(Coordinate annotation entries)
:::::

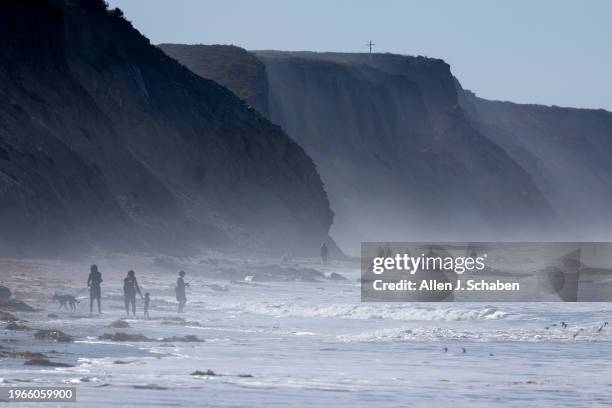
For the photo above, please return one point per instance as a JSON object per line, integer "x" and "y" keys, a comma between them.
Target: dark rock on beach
{"x": 119, "y": 324}
{"x": 53, "y": 334}
{"x": 186, "y": 339}
{"x": 121, "y": 336}
{"x": 207, "y": 373}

:::::

### [PROMPT]
All of the entries above should be copied exactly, except for the pictures.

### [CORRECT RESPONSE]
For the photo above, please return one point per instance as a JSON object per line, integer "x" and "y" keys, a comma between them.
Target: dark rock on beach
{"x": 119, "y": 324}
{"x": 53, "y": 334}
{"x": 186, "y": 339}
{"x": 121, "y": 336}
{"x": 207, "y": 373}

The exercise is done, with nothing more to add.